**EXERCISE GOAL:**
Gather every line of the records below that contains the word "arched", copying each line in full. Treat case as significant, so a line counts only when the word appears with the same capitalization.

**MATERIAL:**
=-=-=
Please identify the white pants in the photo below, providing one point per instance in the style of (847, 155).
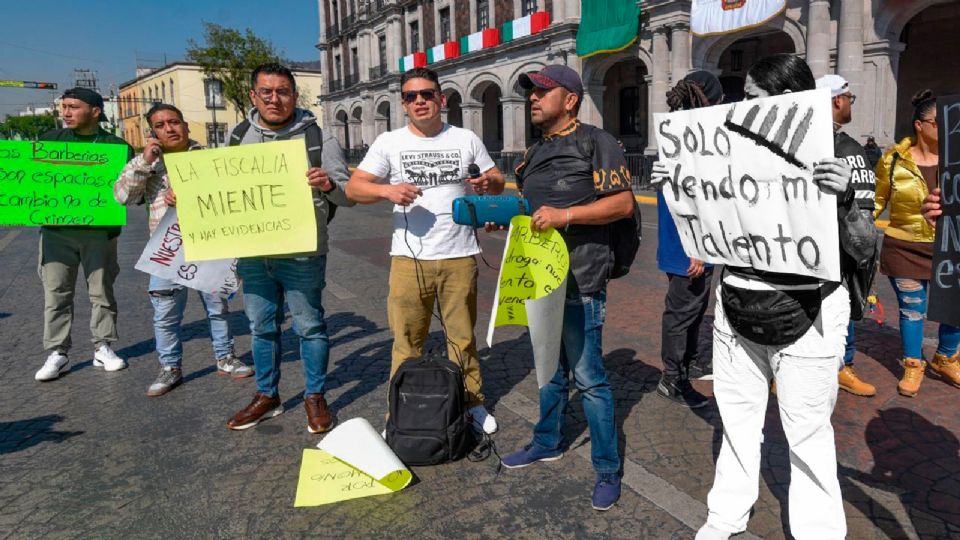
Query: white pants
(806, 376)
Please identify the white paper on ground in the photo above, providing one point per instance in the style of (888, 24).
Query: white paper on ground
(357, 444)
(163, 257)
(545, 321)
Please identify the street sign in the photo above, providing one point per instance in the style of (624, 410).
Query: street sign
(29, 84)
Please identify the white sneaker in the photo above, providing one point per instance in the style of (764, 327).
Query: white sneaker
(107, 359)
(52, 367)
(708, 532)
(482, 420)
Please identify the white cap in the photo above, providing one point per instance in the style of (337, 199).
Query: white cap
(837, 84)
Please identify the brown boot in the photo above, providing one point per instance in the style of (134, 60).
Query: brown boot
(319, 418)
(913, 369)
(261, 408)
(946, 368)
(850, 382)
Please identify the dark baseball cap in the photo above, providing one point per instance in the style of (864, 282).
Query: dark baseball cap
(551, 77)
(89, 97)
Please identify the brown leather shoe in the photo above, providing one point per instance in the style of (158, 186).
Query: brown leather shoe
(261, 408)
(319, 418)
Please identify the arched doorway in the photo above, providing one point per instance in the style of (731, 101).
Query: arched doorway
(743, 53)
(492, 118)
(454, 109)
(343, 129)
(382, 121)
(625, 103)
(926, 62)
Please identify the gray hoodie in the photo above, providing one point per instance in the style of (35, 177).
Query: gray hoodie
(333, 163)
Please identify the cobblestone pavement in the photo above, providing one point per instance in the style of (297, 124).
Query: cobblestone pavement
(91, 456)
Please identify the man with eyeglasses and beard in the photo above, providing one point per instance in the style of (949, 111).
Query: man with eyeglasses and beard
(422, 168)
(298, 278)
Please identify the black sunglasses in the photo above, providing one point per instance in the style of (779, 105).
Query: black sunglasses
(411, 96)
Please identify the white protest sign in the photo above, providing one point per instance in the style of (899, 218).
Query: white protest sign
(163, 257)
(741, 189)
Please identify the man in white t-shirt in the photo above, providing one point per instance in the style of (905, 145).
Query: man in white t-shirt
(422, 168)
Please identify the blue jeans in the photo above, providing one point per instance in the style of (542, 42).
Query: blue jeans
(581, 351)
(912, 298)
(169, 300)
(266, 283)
=-=-=
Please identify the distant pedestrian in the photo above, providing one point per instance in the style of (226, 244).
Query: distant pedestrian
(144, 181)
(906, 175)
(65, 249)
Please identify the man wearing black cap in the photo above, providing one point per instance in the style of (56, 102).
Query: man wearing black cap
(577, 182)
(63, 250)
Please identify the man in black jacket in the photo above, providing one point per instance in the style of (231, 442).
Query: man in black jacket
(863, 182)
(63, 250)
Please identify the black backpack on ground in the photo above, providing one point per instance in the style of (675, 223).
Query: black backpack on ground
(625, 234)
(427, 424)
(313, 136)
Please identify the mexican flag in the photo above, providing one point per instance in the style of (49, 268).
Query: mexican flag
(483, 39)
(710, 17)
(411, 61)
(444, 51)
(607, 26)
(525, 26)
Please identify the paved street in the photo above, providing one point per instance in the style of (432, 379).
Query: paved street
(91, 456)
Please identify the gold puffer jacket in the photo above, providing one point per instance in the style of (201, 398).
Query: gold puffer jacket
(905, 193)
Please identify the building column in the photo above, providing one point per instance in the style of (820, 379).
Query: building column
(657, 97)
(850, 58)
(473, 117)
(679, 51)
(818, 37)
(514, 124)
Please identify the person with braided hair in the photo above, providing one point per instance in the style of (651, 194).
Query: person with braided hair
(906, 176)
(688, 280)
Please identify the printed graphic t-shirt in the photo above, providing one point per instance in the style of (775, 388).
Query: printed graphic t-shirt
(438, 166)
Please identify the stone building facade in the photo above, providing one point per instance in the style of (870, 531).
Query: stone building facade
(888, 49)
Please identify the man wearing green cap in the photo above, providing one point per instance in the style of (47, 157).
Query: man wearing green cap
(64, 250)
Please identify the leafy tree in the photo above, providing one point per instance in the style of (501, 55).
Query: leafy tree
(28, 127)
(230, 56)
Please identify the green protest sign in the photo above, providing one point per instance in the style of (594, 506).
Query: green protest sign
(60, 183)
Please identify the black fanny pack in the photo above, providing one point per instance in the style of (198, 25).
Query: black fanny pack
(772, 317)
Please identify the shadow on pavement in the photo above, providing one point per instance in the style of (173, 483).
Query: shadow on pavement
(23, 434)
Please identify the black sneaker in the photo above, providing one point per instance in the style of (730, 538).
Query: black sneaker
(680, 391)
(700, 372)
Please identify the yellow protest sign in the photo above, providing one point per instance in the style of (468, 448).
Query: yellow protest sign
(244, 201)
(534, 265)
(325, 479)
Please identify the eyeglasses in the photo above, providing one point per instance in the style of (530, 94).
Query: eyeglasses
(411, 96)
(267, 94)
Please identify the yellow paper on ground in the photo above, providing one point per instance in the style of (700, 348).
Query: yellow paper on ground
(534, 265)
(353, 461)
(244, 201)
=-=-=
**SOLUTION:**
Please identify the arched doorway in the photo above, providing one point per instance in the style of (731, 101).
Query: arched doorway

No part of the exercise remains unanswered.